Revise the material below so that every occurrence of "thickest part" becomes "widest part", with all other wording left unchanged.
Excerpted data start
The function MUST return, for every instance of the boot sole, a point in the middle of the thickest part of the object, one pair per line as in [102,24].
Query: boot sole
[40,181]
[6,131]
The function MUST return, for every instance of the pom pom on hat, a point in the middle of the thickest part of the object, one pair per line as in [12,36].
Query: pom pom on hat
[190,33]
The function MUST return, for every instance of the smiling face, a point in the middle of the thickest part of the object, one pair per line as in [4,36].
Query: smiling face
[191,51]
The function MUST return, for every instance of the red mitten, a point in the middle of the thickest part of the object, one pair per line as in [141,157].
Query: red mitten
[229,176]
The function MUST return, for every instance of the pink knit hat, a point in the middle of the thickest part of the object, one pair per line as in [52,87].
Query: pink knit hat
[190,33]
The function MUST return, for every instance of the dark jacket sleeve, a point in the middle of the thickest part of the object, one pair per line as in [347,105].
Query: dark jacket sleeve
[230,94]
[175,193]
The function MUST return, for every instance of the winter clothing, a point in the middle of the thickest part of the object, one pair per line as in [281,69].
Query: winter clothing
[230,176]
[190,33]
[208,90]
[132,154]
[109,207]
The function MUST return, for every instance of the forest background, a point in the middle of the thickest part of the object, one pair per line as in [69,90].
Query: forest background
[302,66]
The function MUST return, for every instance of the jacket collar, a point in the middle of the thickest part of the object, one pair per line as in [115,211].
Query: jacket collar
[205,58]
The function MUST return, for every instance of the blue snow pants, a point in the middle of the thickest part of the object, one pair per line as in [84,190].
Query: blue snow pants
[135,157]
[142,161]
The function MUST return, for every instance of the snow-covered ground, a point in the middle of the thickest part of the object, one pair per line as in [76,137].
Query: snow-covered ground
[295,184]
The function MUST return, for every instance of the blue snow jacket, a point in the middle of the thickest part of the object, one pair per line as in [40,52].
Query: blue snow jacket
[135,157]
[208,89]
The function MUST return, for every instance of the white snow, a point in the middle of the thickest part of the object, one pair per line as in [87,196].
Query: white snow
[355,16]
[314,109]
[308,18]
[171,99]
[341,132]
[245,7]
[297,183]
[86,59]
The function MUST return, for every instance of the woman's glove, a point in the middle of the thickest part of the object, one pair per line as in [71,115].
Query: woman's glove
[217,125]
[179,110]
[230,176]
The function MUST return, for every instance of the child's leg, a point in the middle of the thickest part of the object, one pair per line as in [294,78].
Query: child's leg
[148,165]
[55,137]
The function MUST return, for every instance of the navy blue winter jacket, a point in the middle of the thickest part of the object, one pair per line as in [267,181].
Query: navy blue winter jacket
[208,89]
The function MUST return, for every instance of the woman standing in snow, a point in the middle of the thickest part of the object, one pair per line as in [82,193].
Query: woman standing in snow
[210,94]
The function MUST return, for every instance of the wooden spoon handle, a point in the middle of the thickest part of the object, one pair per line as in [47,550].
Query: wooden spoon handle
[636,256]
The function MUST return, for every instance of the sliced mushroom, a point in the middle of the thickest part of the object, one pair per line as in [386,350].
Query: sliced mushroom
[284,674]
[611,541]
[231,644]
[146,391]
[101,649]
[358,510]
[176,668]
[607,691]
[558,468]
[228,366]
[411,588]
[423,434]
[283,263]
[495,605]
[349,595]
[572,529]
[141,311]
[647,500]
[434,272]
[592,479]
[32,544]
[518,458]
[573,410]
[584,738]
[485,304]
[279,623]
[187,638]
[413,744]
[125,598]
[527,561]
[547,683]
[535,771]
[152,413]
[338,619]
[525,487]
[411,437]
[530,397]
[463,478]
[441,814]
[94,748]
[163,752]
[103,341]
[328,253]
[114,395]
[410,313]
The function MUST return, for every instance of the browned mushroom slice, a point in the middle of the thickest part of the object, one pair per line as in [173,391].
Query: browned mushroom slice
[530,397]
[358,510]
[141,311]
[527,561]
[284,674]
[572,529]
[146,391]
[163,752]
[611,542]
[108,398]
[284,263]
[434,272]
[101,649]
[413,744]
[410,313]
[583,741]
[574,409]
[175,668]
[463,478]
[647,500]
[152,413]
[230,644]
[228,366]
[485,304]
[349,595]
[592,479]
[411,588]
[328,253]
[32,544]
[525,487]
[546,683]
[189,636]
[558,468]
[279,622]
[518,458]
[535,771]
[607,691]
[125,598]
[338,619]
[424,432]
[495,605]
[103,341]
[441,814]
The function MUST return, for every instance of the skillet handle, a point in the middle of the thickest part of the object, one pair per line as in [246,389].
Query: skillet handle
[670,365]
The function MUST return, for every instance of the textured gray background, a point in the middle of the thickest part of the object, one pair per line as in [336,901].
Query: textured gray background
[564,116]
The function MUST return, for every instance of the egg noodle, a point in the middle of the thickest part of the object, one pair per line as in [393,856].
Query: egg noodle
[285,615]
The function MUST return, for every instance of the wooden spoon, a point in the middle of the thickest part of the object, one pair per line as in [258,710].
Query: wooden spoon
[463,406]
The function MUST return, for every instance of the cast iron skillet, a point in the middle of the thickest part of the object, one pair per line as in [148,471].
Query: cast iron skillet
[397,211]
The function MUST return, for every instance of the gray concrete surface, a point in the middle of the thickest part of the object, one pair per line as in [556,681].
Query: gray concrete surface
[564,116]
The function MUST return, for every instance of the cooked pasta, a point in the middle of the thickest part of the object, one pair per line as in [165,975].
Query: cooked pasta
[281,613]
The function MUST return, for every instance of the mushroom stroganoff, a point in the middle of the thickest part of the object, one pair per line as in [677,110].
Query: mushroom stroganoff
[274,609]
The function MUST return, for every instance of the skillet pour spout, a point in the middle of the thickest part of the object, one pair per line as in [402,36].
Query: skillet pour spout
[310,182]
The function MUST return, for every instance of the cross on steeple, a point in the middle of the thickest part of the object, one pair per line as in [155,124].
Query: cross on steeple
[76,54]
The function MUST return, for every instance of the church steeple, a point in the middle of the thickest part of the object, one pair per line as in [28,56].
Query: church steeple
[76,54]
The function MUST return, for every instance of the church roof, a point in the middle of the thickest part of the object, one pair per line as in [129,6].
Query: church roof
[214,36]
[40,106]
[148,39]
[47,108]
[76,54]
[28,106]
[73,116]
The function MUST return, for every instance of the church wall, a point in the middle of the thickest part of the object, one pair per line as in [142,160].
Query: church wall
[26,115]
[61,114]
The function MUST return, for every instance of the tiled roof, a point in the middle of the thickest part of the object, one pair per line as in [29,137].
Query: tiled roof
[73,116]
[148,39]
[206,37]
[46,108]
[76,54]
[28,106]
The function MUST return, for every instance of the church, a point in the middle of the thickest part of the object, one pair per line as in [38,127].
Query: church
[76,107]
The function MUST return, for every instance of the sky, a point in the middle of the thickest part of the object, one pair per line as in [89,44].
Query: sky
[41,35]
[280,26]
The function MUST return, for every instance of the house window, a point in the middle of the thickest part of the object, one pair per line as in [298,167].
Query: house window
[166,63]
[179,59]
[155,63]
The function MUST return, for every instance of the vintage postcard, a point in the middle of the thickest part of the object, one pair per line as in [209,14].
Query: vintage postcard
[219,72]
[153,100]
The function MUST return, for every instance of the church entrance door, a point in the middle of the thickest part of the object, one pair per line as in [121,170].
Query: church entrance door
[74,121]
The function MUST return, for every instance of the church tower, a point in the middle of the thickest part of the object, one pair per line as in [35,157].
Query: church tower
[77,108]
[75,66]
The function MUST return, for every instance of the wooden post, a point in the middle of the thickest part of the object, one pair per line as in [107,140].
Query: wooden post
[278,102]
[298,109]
Excerpted data end
■ Solved problem ■
The function MUST return, for every instance of the boot sole, a point in the middle of the widest part of the object, one pair per line as in [102,24].
Query: boot sole
[40,181]
[6,131]
The function MUST return, for every instance of the pom pom on hat, a point in the middle of the widest part of the object, one pair per line as in [12,36].
Query: pom pom on hat
[190,33]
The function MUST return, for every instance of the smiling face, a point in the middle of the widest part of the object, one pair per line as in [4,36].
Query: smiling face
[191,51]
The function MUST return, for every instance of the red mitten, a point in the middle of the widest part of the object, one pair per line as in [141,157].
Query: red mitten
[229,176]
The function MUST return, for every instance of the pink knit hat, a point in the middle of the widest part of the object, one pair per line as in [52,87].
Query: pink knit hat
[190,33]
The function MUST return, for every instance of the dark jacket sleeve, a point in the middle of the widest part of the object, one pair per line as in [347,105].
Query: dark jacket sleeve
[230,94]
[175,193]
The function MUST return, for every instance of the winter clothing, a point in the middle of the widest part of the object, one pair per line as in [281,69].
Query: winter clothing
[230,176]
[190,33]
[208,90]
[132,154]
[109,207]
The function MUST return, for every instance of the forest background, a point in the middle of the widest part of the object, one pair per line as in [69,90].
Query: forest background
[302,66]
The function MUST return, for every instance of the jacket collar, a point in the middle of the widest part of the object, one pair per line as in [115,211].
Query: jacket collar
[205,58]
The function MUST return, for every instance of the blue snow pants, a point in the middle of the widest part of the object, one pair per line as in [84,190].
Query: blue snow pants
[135,157]
[142,161]
The function MUST return, for every instance of the snow-covered ground, a point in the middle of the widest part of the object, one pair per line as in [76,137].
Query: snow-covered ground
[295,184]
The function MUST return, for every instance of the blue snow jacket, a point in the middle of the widest part of the object, one pair per line as in [40,52].
Query: blue snow jacket
[135,157]
[208,89]
The function MUST return, for every instance of the white snow, a point in the middle of the widest part of the object, one pair per line as in [87,196].
Query: white snow
[355,16]
[314,109]
[308,18]
[171,99]
[341,132]
[245,7]
[297,183]
[86,59]
The function MUST return, for every instance of the woman's glove, a point in the middle of the widest part of the object, one pair per line as in [71,115].
Query: woman's glove
[217,125]
[179,110]
[230,176]
The function MUST return, for every instance of the child's leg, a point in the middle of the widest part of the object, one pair per line as in [294,78].
Query: child's leg
[148,165]
[55,137]
The function MUST return, for every instance of the navy blue winter jacket, a point in the middle of the widest part of the object, one pair per line as in [267,181].
Query: navy blue winter jacket
[208,89]
The function MUST return, for every instance of the woman standing in snow, a point in the middle of the widest part of the object, one pair per line as in [82,193].
Query: woman standing in snow
[210,94]
The function MUST return, for every instance of the wooden spoon handle, a point in the middle of the widest part of the object, one pair per line as in [47,550].
Query: wooden spoon handle
[636,256]
The function MUST return, for every instance of the sliced mushroom, a point in the middle of the widest part of the object, one pair per line as in [386,350].
Query: sliced mushroom
[284,674]
[611,541]
[231,644]
[146,391]
[101,649]
[358,510]
[176,668]
[607,691]
[558,468]
[228,366]
[411,588]
[423,434]
[283,263]
[495,605]
[349,595]
[572,529]
[141,311]
[647,500]
[434,272]
[592,479]
[32,544]
[518,458]
[573,410]
[584,738]
[485,304]
[279,623]
[187,638]
[413,744]
[125,598]
[527,561]
[547,683]
[535,771]
[152,413]
[338,619]
[525,487]
[411,437]
[530,397]
[463,478]
[441,814]
[94,748]
[163,752]
[103,341]
[328,253]
[114,395]
[410,313]
The function MUST return, for every instance of the browned mushroom slice, a point in the middle of the widest part of the object, one pair per line as in [173,391].
Query: browned mushroom slice
[530,397]
[358,510]
[141,311]
[527,561]
[284,674]
[572,529]
[146,391]
[163,752]
[611,542]
[108,398]
[284,263]
[434,272]
[101,649]
[413,744]
[410,313]
[583,741]
[574,409]
[175,668]
[463,478]
[647,500]
[152,413]
[230,644]
[228,366]
[485,304]
[349,595]
[592,479]
[411,588]
[328,253]
[32,544]
[525,487]
[546,683]
[189,636]
[558,468]
[279,622]
[518,458]
[535,771]
[607,691]
[125,598]
[338,619]
[424,432]
[495,605]
[103,341]
[441,814]
The function MUST return, for every instance of the skillet handle, a point in the middle of the widest part of the object, one pair per line as in [246,389].
Query: skillet handle
[670,365]
The function MUST return, for every instance of the textured gray background, a point in the middle of the widest part of the object, one pair per line as in [336,901].
Query: textured gray background
[564,116]
The function MUST return, for every instance of the egg noodle, a point in the middle of the widest part of the object, one pair per line as in [393,856].
Query: egg noodle
[285,615]
The function MUST return, for every instance of the wooden spoon, a point in the middle of the widest part of the object, one pair per line as in [258,710].
Query: wooden spoon
[463,406]
The function MUST return, for every instance of the cast iron skillet, a point in the middle of the widest part of the object, one pair per line as in [148,471].
Query: cast iron skillet
[397,211]
The function MUST return, for every instance of the gray concrete surface, a point in the middle of the widest part of the object, one pair per line as in [556,681].
Query: gray concrete surface
[564,116]
The function MUST return, for every instance of the cooked pasta, a point in the middle of the widest part of the object, one pair per line as in [165,975].
Query: cooked pasta
[281,613]
The function MUST return, for every instance of the mushroom stroganoff, a point in the middle of the widest part of the object, one pair per line as in [677,110].
Query: mushroom stroganoff
[274,609]
The function MUST return, for every instance of the skillet pour spout, a point in the middle of the widest part of the object, one pair per line as in [402,36].
Query: skillet pour spout
[310,182]
The function MUST return, for every instance of the cross on steeple, a point in the middle of the widest part of the object, one pair per line as in [155,124].
Query: cross on steeple
[76,54]
The function MUST return, for every instance of the church steeple, a point in the middle of the widest part of the object, one pair per line as in [28,56].
Query: church steeple
[76,54]
The function MUST return, for every instance of the church roof, a point in the middle of the widest part of the object, one pair per line as in [129,6].
Query: church roof
[214,36]
[40,106]
[148,39]
[47,108]
[76,54]
[28,106]
[73,116]
The function MUST return, for every instance of the church wall, a point in the middle of the widest part of the object, one pair per line as in [142,160].
Query: church wall
[26,115]
[61,114]
The function MUST return, for every instance of the tiled roof, a point in the middle of the widest part of the object, one pair per line as in [29,137].
Query: tiled roof
[73,116]
[148,39]
[206,37]
[46,108]
[76,54]
[28,106]
The function MUST return, for every instance of the church, a point in the middle of the widest part of the object, one pair per line as in [38,127].
Query: church
[76,107]
The function MUST return, for every instance of the sky, a point in the middle of the widest part of the object, one pair per line as in [89,44].
Query: sky
[41,35]
[280,26]
The function MUST return, for every instance of the house window, a point in the middle of the widest part of the object, one pair per line as in [298,167].
Query: house window
[166,63]
[179,59]
[155,63]
The function MUST return, for every instance of the vintage postcard, a point in the middle of the widest part of the object, one pair per line as in [209,14].
Query: vintage postcard
[219,72]
[153,100]
The function MUST return, for every instance of the church entrance door, a point in the middle of the widest part of the object, one pair per line as in [121,170].
Query: church entrance door
[74,121]
The function MUST return, for every instance of the church tower, a point in the middle of the widest part of the object, one pair per line as in [35,157].
Query: church tower
[77,108]
[75,66]
The function MUST return, for every instance of the wooden post, a point in the middle of the widest part of the object, one pair per line as in [107,140].
Query: wooden post
[278,102]
[298,109]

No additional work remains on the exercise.